──────── Rows

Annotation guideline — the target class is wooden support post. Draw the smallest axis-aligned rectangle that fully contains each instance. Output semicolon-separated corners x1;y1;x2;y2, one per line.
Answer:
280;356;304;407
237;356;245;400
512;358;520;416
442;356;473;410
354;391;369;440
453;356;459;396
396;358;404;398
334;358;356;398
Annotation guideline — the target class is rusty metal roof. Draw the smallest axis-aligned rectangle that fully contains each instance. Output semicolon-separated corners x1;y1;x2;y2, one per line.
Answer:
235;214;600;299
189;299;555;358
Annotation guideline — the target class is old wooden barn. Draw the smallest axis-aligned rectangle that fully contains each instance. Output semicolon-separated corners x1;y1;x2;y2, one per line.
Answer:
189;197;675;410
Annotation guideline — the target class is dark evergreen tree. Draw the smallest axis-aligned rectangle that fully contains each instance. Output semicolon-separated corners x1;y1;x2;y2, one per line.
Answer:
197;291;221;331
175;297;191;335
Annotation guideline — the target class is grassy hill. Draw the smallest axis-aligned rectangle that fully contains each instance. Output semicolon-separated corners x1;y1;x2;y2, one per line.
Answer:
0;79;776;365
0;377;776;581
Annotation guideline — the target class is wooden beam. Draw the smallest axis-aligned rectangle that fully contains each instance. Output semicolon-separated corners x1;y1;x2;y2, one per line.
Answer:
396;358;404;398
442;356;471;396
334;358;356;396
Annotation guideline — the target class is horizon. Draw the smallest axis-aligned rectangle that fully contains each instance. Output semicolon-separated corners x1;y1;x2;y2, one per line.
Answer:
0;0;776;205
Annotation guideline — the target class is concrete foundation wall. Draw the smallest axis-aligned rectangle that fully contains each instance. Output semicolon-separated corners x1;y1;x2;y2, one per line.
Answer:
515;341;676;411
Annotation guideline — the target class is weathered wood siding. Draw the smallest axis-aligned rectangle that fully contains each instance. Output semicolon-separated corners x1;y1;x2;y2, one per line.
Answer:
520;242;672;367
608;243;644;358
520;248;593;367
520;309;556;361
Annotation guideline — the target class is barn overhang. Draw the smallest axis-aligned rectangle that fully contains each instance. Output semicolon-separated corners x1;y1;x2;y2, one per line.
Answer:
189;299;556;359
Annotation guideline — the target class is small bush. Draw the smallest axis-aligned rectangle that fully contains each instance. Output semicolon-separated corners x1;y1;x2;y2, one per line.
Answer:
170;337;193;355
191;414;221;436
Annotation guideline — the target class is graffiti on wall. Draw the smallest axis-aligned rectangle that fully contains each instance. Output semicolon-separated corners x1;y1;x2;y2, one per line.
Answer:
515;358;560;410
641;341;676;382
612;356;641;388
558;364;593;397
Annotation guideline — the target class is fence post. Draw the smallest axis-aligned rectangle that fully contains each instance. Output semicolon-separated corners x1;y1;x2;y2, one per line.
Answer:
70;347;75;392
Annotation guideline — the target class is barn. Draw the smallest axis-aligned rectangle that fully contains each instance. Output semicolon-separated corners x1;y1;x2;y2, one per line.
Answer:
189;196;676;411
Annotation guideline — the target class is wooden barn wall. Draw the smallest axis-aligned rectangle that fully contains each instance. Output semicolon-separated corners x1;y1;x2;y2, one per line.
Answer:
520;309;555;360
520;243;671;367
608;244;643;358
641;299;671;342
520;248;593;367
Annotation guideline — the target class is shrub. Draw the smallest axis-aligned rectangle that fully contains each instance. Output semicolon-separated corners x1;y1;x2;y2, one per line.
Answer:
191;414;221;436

────────────────

■ Exercise prompt ■
Please print all of the data above again, reproducing every line word for word and character for character.

■ Response ■
Annotation guideline — the target class is wooden support post. Draw the smallest axis-aligned rectangle that fully contains each instance. Output semicolon-separated corners x1;y1;x2;y2, one per line.
Answer:
280;356;304;407
237;356;245;400
512;358;520;416
442;356;473;410
354;391;369;440
453;356;459;396
396;358;404;398
334;358;356;398
Annotation guideline — the target class is rusty metal roof. Draw the smallest axis-aligned rectangle that fully contains each instance. Output semicolon-separated corners x1;y1;x2;y2, one per line.
Answer:
235;214;600;299
189;299;555;358
Annotation guideline — the target class is old wooden barn. Draw the smallest axis-aligned rectangle that fully contains each instance. Output semicolon-separated corners x1;y1;x2;y2, one per line.
Answer:
189;197;675;410
Annotation guideline — the target class is dark evergreen tree. Draw the smallest axis-aligned rectangle that fully contains each instance. Output semicolon-separated corners x1;y1;x2;y2, one per line.
Answer:
197;291;221;331
175;297;191;335
Annotation guideline — the target class is grassy hill. Draw the smallest axis-aligned rectangle that fully contains each instance. Output semicolon-separated corners x1;y1;x2;y2, one per line.
Answer:
0;79;776;365
0;377;776;581
Annotation guideline — the target class is wooden beam. Draw the smallest axis-aligned rectangle that fully contains each instance. Output semicolon-separated corners x1;y1;x2;y2, one per line.
Answer:
396;358;404;398
442;356;471;396
334;358;356;396
Annotation guideline — the target class is horizon. Draw the smallest axis-aligned rectangle that fully contains each instance. Output semicolon-separated corners x1;y1;x2;y2, one per line.
Answer:
0;0;776;205
Annotation guideline — the target class is concrete foundation wall. Draw the smallest axis-aligned rectangle that fully contains each instance. Output semicolon-separated corners x1;y1;x2;y2, one per line.
Answer:
515;341;676;411
Annotation guideline — the target class is weathered wood siding. Draw the smallest axis-aligned rectangle that fully contains each instance. Output semicolon-separated corners x1;y1;x2;y2, one per line.
Answer:
520;242;672;367
608;243;644;358
520;248;593;367
520;309;556;361
Annotation guideline — the target class is barn overhang. Draw the smallest axis-aligned rectangle that fully contains each instance. Output semicolon-separated corners x1;y1;x2;y2, one per line.
Answer:
189;299;556;359
Annotation guideline — the target class is small bush. Draw the smallest axis-aligned rectangle that fully contains each instance. Output semicolon-separated corners x1;y1;x2;y2, one per line.
Answer:
170;337;193;355
191;414;221;436
Annotation guideline — the target class is graffiti on wall. Draw the smallest axis-aligned rectangle that fully contains each instance. Output semicolon-separated corners x1;y1;x2;y2, one per line.
Answer:
515;358;560;410
641;341;676;382
612;356;641;388
558;364;593;397
Annotation guideline — the target class is fence post. Draw the smallest axis-aligned rectangle that fully contains each instance. Output semicolon-separated corners x1;y1;x2;y2, one per line.
Answer:
70;347;75;392
Annotation guideline — the target class is barn. Draw the smallest axis-aligned rectangle that fully contains each instance. Output semicolon-separated corners x1;y1;x2;y2, one per line.
Answer:
189;196;676;411
Annotation guideline — the target class is wooden barn wall. Draw the smallest axis-aligned rectangle that fully contains each instance. Output semicolon-separated corners x1;y1;x2;y2, one per line.
Answer:
520;309;555;360
520;243;671;367
608;244;643;358
641;299;671;342
520;248;593;367
Annotation guideline — the target class is shrub. Draw the smallest axis-aligned rectangle that fully contains each instance. Output semicolon-separated corners x1;y1;x2;y2, one per line.
Answer:
191;414;221;436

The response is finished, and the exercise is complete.